> [What you are asked to do]:
Can you reproduce, word for word, everything in the computing-power subtitle transcript below from "Showing Revision 6" down to "new computer designs."?

Start of Quoted passage

English subtitles

← More Computing power - Intro to Parallel Programming

Get Embed Code
2 Languages

Showing Revision 6 created 05/25/2016 by Udacity Robot.

  1. One of the questions I ask the students in the classes that I teach is,
  2. "What are you going to do with 100 times more compute?"
  3. And sometimes that's a really hard question for them.
  4. There's a lot of head scratching both in terms of what can we do with a super computer that's 100 times more powerful
  5. and what can you do with something on your desk or in your pocket?
  6. -Where do you see us going in this direction?
    -Yeah, well I I have an insatiable appetite for FLOPs.
  7. I would have no trouble using 100 or even 1,000 or even 10,000 times more compute.
  8. A lot of what I do is designing computers,
  9. and a lot of that involves prototyping and simulation new computer designs.
  10. I'm always frustrated about how those simulations run.
  11. So of I could run RTL simulations of a new computer 100 times faster,
  12. it would enable me to be much more productive in trying out new ideas for computer design.
  13. Same for circuit simulations.
  14. I spend a lot of time waiting for circuit simulation to converge.
  15. If I could run it 100 times faster, I could not just run one simulation but run whole parameter sweeps at once
  16. and do optimizations the same time I'm simulating.
  17. Another thing is also you look at the computers in your car.
  18. I mean our Tegra processors are actually designed into lots of different automobiles,
  19. including the Tesla Model S, the Motor Trend Car of the Year,
  20. but also Audis and BMWs and all sorts of Fords have Tegras in them.

End of Quoted passage
Start of Entries provided

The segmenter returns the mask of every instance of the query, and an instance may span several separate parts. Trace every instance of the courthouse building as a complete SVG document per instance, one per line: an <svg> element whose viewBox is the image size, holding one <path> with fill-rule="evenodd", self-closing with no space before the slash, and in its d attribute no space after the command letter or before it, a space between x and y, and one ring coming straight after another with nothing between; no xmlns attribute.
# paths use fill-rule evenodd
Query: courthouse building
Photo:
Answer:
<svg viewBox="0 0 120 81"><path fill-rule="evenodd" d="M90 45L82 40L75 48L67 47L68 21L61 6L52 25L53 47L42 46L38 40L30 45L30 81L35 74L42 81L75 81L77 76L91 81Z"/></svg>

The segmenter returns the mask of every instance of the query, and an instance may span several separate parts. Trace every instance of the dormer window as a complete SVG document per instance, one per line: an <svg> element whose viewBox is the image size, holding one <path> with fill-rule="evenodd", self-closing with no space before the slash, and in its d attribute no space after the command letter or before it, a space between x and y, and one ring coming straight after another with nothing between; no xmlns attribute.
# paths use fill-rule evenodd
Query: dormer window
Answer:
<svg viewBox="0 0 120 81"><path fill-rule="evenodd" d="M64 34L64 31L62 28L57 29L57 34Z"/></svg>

End of Entries provided

> [Response]:
Showing Revision 6 created 05/25/2016 by Udacity Robot.

  1. One of the questions I ask the students in the classes that I teach is,
  2. "What are you going to do with 100 times more compute?"
  3. And sometimes that's a really hard question for them.
  4. There's a lot of head scratching both in terms of what can we do with a super computer that's 100 times more powerful
  5. and what can you do with something on your desk or in your pocket?
  6. -Where do you see us going in this direction?
    -Yeah, well I I have an insatiable appetite for FLOPs.
  7. I would have no trouble using 100 or even 1,000 or even 10,000 times more compute.
  8. A lot of what I do is designing computers,
  9. and a lot of that involves prototyping and simulation new computer designs.